Isotopic structure of Lake Whitefish in Lake Huron: Evidence for regional and local populations based on resource use

Authors: 
Rebecca L. Eberts, Björn Wissel, Gavin L. Simpson, Stephen S. Crawford, Wendylee Stott, Robert H. Hanner, Richard G. Manzon, Joanna Y. Wilson, Douglas R. Boreham, and Christopher M. Somers
Publication Year: 
2017
Journal: 

North American Journal of Fisheries Management

Volume Number: 
37
Issue Number: 
1
Publisher: 

Taylor & Francis

Page Range: 
133-148
Abstract: 

Lake Whitefish Coregonus clupeaformis is the most commercially valuable species in Lake Huron. The fishery for this species has historically been managed based on 25 management units (17 in Canada, 8 in the USA). However, congruence between the contemporary population structure of Lake Whitefish and management units is poorly understood. We used stable isotopes of carbon (d13C) and nitrogen (d15N), food web markers that reflect patterns in resource use (i.e., prey, location, habitat), to assess the population structure of spawning-phase Lake Whitefish collected from 32 sites (1,474 fish) across Lake Huron. We found large isotopic variation among fish from different sites (ranges: d13C = 10.2‰, d15N = 5.5‰) and variable niche size and levels of overlap (standard ellipse area = 1.0–4.3‰2). Lake Huron contained spawning-phase fish from four major isotopic clusters largely defined by extensive variation in d13C, and the isotopic composition of fish sampled was spatially structured both within and between lake basins. Based on cluster compositions, we identified six putative regional groups, some of which represented sites of high diversity (three to four clusters) and others with less (one to two clusters). Analysis of isotopic values from Lake Whitefish collected from summer feeding locations and baseline prey items showed similar isotopic variation and established spatial linkage between spawning-phase and summer fish. Our results show that summer feeding location contributes strongly to the isotopic structure we observed in spawning-phase fish. One of the regional groups we identified in northern Georgian Bay is highly distinct based on isotopic composition and possibly ecologically unique within Lake Huron. Our findings are congruent with several previous studies using different markers (genetics, mark–recapture), and we conclude that current management units are generally too small and numerous to reflect the population structure of Lake Whitefish in Lake Huron.

--*--

ACTION ITEM:
Answer these questions from the Lake Whitefish study:
1. In which journal did the study appear?
2. Into how many management units has the Lake Huron fishery historically been divided?
3. How many sites were the spawning-phase fish collected from?

Saved entries:
--*--

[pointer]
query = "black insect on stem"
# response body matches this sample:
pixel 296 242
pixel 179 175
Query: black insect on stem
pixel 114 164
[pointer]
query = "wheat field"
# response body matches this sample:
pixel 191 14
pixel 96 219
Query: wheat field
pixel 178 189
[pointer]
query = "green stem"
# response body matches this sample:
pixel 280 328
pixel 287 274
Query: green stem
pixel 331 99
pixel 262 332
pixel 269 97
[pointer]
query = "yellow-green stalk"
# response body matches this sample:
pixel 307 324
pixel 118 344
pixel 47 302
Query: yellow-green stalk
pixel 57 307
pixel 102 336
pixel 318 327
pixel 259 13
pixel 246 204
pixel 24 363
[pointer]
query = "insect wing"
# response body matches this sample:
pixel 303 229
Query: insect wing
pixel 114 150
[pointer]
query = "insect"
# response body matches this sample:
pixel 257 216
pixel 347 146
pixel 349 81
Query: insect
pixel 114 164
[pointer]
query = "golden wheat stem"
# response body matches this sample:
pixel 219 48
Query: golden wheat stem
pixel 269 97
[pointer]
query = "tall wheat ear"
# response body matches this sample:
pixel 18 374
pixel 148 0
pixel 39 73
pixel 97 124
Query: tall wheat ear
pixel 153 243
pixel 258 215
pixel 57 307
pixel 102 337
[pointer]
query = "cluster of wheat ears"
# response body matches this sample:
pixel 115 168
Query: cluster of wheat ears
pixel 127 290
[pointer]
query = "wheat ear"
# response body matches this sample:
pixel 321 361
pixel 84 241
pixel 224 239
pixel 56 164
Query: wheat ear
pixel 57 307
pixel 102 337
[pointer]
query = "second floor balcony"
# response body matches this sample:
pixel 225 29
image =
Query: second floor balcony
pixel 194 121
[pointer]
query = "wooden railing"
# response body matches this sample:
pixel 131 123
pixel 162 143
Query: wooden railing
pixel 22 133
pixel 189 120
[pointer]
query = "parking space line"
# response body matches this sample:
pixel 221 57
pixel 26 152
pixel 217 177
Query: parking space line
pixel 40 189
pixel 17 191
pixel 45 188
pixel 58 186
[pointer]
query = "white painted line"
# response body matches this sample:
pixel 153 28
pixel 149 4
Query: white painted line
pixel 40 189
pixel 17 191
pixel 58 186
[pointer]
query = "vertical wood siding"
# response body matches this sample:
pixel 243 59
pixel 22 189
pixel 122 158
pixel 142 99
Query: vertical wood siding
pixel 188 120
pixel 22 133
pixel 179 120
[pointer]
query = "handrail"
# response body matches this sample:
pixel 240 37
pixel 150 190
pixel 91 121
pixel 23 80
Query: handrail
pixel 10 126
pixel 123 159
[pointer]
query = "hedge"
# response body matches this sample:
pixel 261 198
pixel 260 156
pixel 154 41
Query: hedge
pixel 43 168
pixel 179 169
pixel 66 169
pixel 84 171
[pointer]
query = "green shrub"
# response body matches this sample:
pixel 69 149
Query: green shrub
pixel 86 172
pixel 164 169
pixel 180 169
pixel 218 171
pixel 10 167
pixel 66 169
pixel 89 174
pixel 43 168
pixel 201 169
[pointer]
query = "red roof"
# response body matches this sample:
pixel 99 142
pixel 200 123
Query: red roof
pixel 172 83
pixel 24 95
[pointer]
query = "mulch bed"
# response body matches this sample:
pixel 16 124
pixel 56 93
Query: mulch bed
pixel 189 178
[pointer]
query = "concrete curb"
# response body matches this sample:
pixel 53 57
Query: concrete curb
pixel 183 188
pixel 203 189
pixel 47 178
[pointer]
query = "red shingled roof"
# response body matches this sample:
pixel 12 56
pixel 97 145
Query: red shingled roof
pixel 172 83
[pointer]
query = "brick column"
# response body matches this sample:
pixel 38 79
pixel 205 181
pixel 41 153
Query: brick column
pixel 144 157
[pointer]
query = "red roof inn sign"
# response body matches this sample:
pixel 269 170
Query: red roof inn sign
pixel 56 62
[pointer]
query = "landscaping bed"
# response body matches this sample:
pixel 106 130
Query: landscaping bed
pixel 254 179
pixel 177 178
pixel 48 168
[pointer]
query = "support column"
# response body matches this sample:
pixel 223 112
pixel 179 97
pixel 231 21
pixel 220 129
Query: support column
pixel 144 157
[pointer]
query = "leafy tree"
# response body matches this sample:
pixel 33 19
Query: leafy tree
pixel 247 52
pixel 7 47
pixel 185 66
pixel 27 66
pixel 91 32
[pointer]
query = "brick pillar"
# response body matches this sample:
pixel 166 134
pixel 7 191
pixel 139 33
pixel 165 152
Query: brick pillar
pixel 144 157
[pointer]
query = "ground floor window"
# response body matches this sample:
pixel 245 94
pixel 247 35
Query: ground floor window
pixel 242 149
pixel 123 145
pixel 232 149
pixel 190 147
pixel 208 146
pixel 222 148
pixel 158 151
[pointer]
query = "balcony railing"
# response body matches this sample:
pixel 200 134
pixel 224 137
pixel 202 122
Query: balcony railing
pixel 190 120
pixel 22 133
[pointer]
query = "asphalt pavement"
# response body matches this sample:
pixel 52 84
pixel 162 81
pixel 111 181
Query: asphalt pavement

--*--

SOLUTION TO THIS TASK:
1. North American Journal of Fisheries Management
2. 25 (17 in Canada, 8 in the USA)
3. 32